-- Document --
---+---
Mozart set to work on the Requiem in October 1791, but had completed only a fraction of the work before taking to his bed in mid-November. He was terminally ill. Legend has it, too, that the secrecy surrounding the work perhaps played on Mozart’s ailing mind – he began to fear that this was not just any Requiem, it was to be his own Requiem. At the time of his death, only the opening Aeternam  was fully finished. Of the Kyrie and the Offertory, he had completed only the vocal parts, a bass line and occasional fragments of instrumental sketches. The remaining movements—Sanctus, Benedictus, Osanna, Agnus Dei, and Lux Aeterna – were only lightly sketched out. We know that in the last few days of his life, as Mozart faced death one of his students, Franz Süssmayr, assisted the composer in scribing Mozart’s ideas – he was by now too ill to hold a pen. We also know that local Viennese singers were brought to Mozart’s bedside to sing parts that he had sketched out in order that he could hear them before finally putting the notes on the manuscript. He died aged 35 on December 5th 1791, survived by his wife and two sons – the Requiem only sketched out and partially complete.
Mozart's house - in the shadow of St Stephen's

Desperate for funds, Mozart's wife, Constanze, was anxious to have the work completed and took it upon herself to find someone to complete the Requiem so that she could sell it as Mozart's. Eventually Constanze approached Franz Süssmayr who had been the composer’s closest musical confidante.  He undoubtedly knew what Mozart’s intentions were in respect of the complete Requiem. He had not been Constanze’s first choice – that had been  Joseph von Eybler but Eybler was unable to make satisfactory progress. When she eventually turned to Süssmayr, it was because there was a deadline to meet in order that she received the final payment; and only Süssmayr with his greater knowledge could meet that deadline!

Whatever the reason, thanks to his efforts, the Requiem was completed by February 1792 and  the final score dispatched to Count Walsegg complete with a counterfeited signature of Mozart. Shortly afterwards Constanze was paid the full amount owed. The Count presented the music as his own at a memorial service to his wife in 1793 and a little over a year later it was played - attributed to Mozart - in Vienna, at a concert about which Walsegg knew nothing.  
One of the rooms in the house

Süssmayr's work has often been harshly criticized - the Requiem is full of errors in harmony, and his musical ideas were no match for Mozart's. However, despite its detractors, the Süssmayer completion of the Requiem has remained the standard version. Despite any shortfalls the Requiem scholars are united that it remains purely Mozartean and one of, if not the greatest setting of the Requiem text in history.
---+---
-- Record extracts --
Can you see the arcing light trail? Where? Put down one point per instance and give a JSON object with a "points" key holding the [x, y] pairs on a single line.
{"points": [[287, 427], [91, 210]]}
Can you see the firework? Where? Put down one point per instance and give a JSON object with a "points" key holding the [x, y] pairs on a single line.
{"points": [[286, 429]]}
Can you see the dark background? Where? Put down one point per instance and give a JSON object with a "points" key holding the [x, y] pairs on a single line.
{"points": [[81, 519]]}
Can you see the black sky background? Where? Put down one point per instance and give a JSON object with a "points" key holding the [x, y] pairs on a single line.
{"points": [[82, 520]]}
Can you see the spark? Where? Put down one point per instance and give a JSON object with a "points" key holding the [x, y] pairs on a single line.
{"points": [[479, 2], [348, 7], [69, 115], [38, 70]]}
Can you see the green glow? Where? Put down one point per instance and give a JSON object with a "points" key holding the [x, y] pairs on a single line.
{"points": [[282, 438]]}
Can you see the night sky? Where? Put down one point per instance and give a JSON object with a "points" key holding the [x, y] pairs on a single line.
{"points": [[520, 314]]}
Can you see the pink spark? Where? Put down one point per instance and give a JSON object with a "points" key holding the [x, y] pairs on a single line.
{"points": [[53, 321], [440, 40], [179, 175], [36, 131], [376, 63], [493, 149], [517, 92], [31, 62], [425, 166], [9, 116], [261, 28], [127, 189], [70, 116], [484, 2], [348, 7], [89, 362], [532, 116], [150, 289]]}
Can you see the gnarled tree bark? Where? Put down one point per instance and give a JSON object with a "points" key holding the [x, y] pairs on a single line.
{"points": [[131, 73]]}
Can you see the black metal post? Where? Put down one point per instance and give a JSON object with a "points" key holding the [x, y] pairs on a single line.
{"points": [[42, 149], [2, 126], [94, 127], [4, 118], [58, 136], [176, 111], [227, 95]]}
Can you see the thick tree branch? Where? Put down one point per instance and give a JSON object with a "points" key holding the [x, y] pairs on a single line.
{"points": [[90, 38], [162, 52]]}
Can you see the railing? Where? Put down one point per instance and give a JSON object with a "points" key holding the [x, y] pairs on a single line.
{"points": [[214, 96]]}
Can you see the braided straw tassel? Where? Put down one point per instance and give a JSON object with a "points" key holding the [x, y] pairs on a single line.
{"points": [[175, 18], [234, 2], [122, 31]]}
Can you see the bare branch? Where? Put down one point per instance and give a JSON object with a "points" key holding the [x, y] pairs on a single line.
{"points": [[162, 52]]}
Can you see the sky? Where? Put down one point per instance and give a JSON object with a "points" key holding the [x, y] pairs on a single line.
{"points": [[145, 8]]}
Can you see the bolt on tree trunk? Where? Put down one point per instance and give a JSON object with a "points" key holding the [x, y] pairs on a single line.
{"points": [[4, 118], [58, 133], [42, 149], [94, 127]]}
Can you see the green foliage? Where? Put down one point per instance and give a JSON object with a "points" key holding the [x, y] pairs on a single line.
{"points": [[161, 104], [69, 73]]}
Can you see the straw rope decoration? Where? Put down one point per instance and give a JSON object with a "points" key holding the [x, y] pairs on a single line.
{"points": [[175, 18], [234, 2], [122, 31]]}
---+---
-- Problems --
1 > Translate this sentence from the Requiem text into French: "Shortly afterwards Constanze was paid the full amount owed."
2 > According to the Requiem text, who was Constanze's first choice to complete the work?
3 > Copy the portion of the Requiem text starting at "Mozart's house - in" and ending at "meet that deadline!".
The records have no connection to the Requiem text.

-- Per-task outputs --
1 > Peu après, Constanze reçut la totalité de la somme due.

2 > Joseph von Eybler.

3 >
Mozart's house - in the shadow of St Stephen's

Desperate for funds, Mozart's wife, Constanze, was anxious to have the work completed and took it upon herself to find someone to complete the Requiem so that she could sell it as Mozart's. Eventually Constanze approached Franz Süssmayr who had been the composer’s closest musical confidante.  He undoubtedly knew what Mozart’s intentions were in respect of the complete Requiem. He had not been Constanze’s first choice – that had been  Joseph von Eybler but Eybler was unable to make satisfactory progress. When she eventually turned to Süssmayr, it was because there was a deadline to meet in order that she received the final payment; and only Süssmayr with his greater knowledge could meet that deadline!